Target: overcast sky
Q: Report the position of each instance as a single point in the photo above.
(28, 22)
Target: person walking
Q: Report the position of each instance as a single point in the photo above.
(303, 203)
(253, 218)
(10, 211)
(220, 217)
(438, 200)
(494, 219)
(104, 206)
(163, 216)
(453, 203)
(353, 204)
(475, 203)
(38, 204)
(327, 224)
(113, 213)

• WORK TO COMPLETE: Lines with "Target": return each one from the data above.

• THE ANSWER:
Target: overcast sky
Target: person walking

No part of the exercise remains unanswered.